> **Task objective**:
Could you write out the records below exactly as they appear, leaving out any pictures?

(A run of records)

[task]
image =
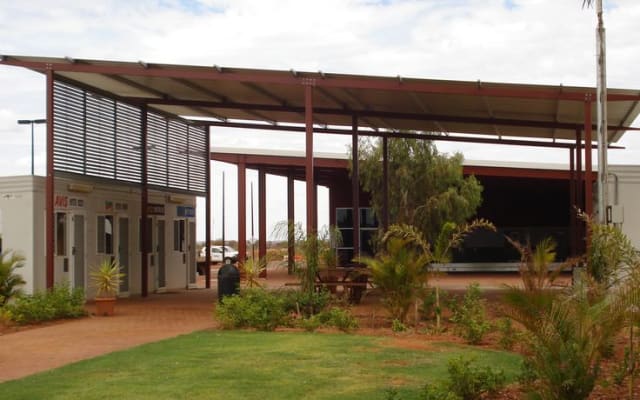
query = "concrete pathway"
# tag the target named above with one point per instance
(137, 321)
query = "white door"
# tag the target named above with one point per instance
(78, 252)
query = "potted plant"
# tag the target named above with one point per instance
(105, 278)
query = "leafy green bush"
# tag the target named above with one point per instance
(10, 281)
(334, 317)
(339, 318)
(471, 382)
(466, 382)
(508, 334)
(470, 315)
(60, 302)
(304, 302)
(437, 392)
(253, 308)
(430, 308)
(397, 326)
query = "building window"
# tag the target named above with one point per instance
(105, 234)
(149, 235)
(61, 234)
(178, 235)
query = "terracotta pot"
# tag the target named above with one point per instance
(105, 306)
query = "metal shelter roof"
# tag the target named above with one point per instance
(274, 98)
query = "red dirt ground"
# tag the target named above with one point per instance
(138, 321)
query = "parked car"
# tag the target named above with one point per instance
(230, 255)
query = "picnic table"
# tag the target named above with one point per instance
(352, 279)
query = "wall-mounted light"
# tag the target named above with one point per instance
(79, 188)
(175, 199)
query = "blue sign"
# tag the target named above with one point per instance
(186, 211)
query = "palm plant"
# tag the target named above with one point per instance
(10, 281)
(401, 270)
(567, 334)
(106, 277)
(535, 264)
(318, 248)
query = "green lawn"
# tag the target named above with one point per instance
(252, 365)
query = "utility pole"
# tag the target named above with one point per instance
(603, 188)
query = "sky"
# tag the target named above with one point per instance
(515, 41)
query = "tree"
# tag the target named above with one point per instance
(426, 188)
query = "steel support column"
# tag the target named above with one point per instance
(355, 187)
(207, 212)
(579, 192)
(385, 182)
(262, 218)
(49, 188)
(291, 250)
(144, 202)
(242, 211)
(309, 170)
(588, 182)
(572, 204)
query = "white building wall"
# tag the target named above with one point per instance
(22, 205)
(22, 208)
(627, 197)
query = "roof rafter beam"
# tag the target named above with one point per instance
(344, 82)
(381, 114)
(360, 103)
(217, 96)
(344, 106)
(282, 102)
(425, 109)
(424, 136)
(155, 92)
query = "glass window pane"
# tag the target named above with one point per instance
(101, 230)
(344, 217)
(61, 234)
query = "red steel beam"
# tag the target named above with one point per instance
(370, 113)
(320, 80)
(262, 218)
(425, 136)
(385, 183)
(242, 212)
(355, 187)
(285, 161)
(49, 187)
(207, 213)
(311, 212)
(588, 184)
(291, 253)
(144, 201)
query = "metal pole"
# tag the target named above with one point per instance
(32, 148)
(32, 122)
(223, 216)
(602, 118)
(253, 239)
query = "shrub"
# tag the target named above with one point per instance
(304, 302)
(466, 382)
(471, 382)
(60, 302)
(397, 326)
(437, 392)
(10, 281)
(339, 318)
(254, 308)
(334, 317)
(508, 334)
(470, 316)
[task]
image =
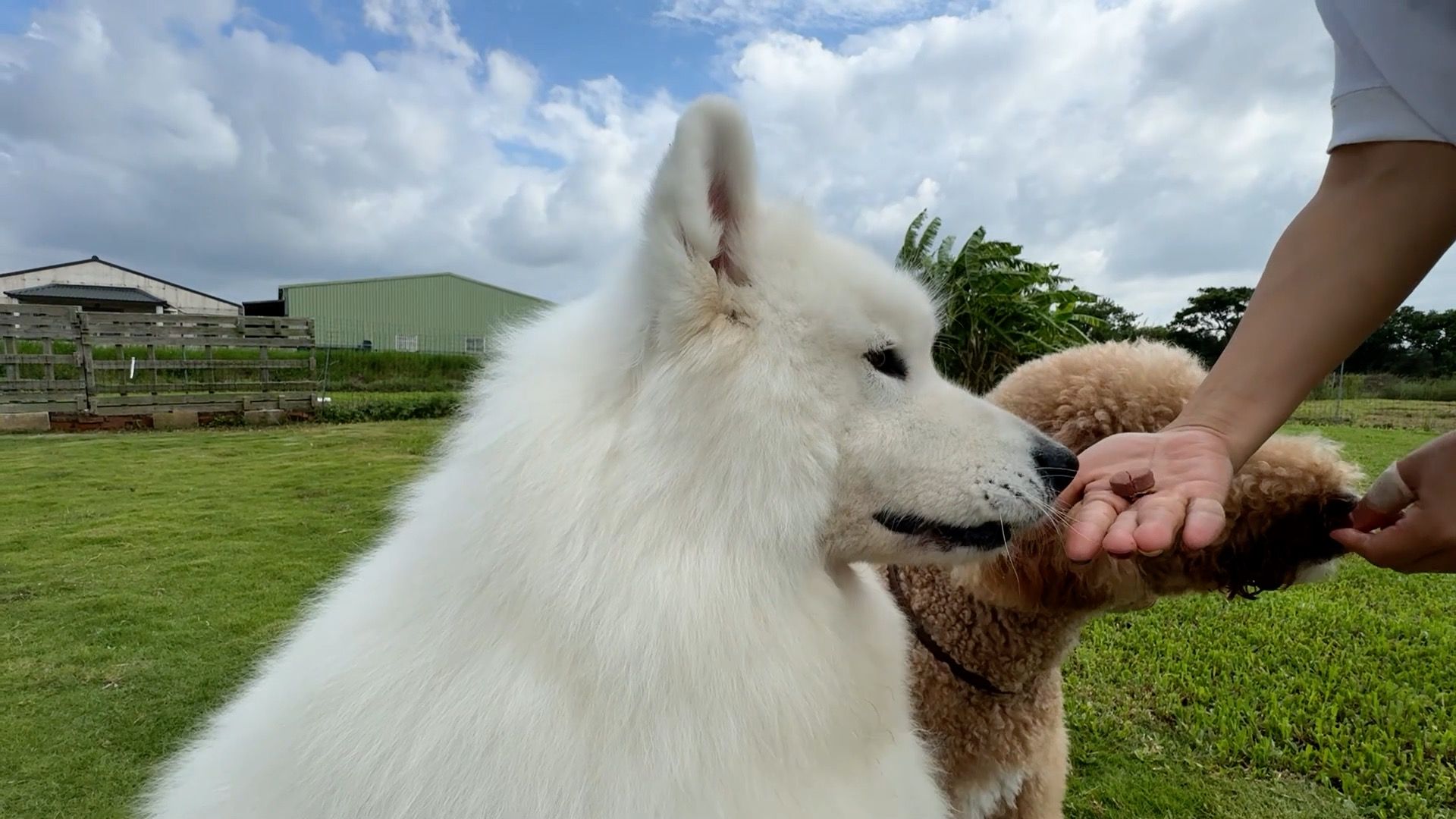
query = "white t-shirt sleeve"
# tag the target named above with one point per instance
(1395, 69)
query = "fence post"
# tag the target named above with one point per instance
(88, 363)
(1340, 395)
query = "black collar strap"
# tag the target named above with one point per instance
(957, 670)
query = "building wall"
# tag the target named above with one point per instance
(104, 275)
(430, 314)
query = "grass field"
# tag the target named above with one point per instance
(142, 575)
(1382, 413)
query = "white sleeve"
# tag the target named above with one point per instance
(1395, 69)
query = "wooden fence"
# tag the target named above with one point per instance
(67, 360)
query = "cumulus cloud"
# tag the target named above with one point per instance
(795, 14)
(237, 161)
(425, 24)
(1147, 146)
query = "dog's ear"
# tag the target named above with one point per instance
(705, 193)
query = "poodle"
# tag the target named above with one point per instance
(992, 637)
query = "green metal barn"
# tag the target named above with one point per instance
(433, 312)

> **Result of the task**:
[task]
image =
query = "concrete pathway"
# tag the target named above with one point per instance
(137, 321)
query = "white door"
# tag the target named above with one point per instance
(78, 252)
query = "potted plant"
# tag the target named above with one point per instance
(105, 278)
query = "leafy green bush"
# tag the target named above with one point per instance
(10, 281)
(334, 317)
(339, 318)
(471, 382)
(466, 382)
(508, 334)
(470, 315)
(60, 302)
(304, 302)
(437, 392)
(253, 308)
(430, 308)
(397, 326)
query = "building window"
# tag the target named above with one point per instance
(105, 234)
(149, 235)
(61, 234)
(178, 235)
query = "terracotta pot"
# tag the target named above with one point per instance
(105, 306)
query = "metal shelter roof"
# tag the target named above with one point per instance
(274, 98)
query = "red dirt ground"
# tag the target named above with one point per instance
(138, 321)
query = "parked car"
# tag the target named above with one point per instance
(230, 255)
query = "picnic table"
# tag the target named above with one point per instance
(352, 279)
query = "wall-mounted light"
# tag the target named above with one point per instance
(79, 188)
(175, 199)
query = "blue sign"
# tag the target named above with one point per instance
(186, 211)
query = "palm plant"
# tag the target named above with one point per instance
(10, 281)
(401, 270)
(567, 334)
(106, 277)
(535, 264)
(318, 248)
query = "green lawn"
# tag the target named above with one point per instance
(252, 365)
query = "utility pole"
# tag the target named above with one point per instance
(603, 188)
query = "sky"
# tag the target named above with one point per instance
(515, 41)
query = "tree"
# tag the target named above with one point per instance
(426, 188)
query = "steel support column"
# tag the target named above with one point per instance
(355, 187)
(207, 212)
(579, 192)
(385, 182)
(262, 218)
(49, 188)
(291, 250)
(144, 202)
(242, 211)
(309, 170)
(588, 182)
(572, 204)
query = "white building wall"
# tag the target named above with one point per instance
(22, 205)
(22, 208)
(627, 197)
query = "roof rafter beam"
# tag the target named above with one point per instance
(344, 82)
(381, 114)
(360, 103)
(217, 96)
(344, 106)
(282, 102)
(425, 109)
(424, 136)
(155, 92)
query = "glass window pane"
# tag the target named above with one point per instance
(101, 230)
(344, 217)
(61, 234)
query = "red steel beam"
# tag the target named above with one point per instance
(370, 113)
(320, 80)
(262, 218)
(425, 136)
(385, 183)
(242, 212)
(355, 187)
(285, 161)
(49, 187)
(207, 213)
(311, 212)
(588, 184)
(291, 253)
(144, 201)
query = "metal pole"
# tag the target named above with one point per instance
(32, 148)
(32, 122)
(223, 216)
(602, 118)
(253, 239)
query = "shrub"
# tag the target named above with one point per instance
(304, 302)
(466, 382)
(471, 382)
(60, 302)
(397, 326)
(437, 392)
(10, 281)
(339, 318)
(254, 308)
(334, 317)
(508, 334)
(470, 316)
[task]
image =
query = "white t-shirt sleeve"
# tag the target named above with one point per instance
(1395, 69)
query = "fence post"
# tag the target named above with one point per instance
(88, 363)
(1340, 395)
query = "black collar strap"
# tag the target named above with one point per instance
(957, 670)
query = "building wall"
# tag the target named above with one point per instance
(104, 275)
(430, 314)
query = "grass field"
# tag the target named above with one point per instance
(142, 575)
(1382, 413)
query = "white sleeve"
# tag the target named above with one point per instance
(1395, 69)
query = "wooden fence"
# tag the target named above with one point per instance
(67, 360)
query = "cumulus cloud"
# tag the target named above with one point per instance
(795, 14)
(237, 161)
(425, 24)
(1147, 146)
query = "dog's ear"
# tag the target named above with one point per instance
(705, 193)
query = "poodle"
# tag the target named above with one point per instance
(992, 637)
query = "green metal barn"
# tag the target named above with one point per instance
(433, 312)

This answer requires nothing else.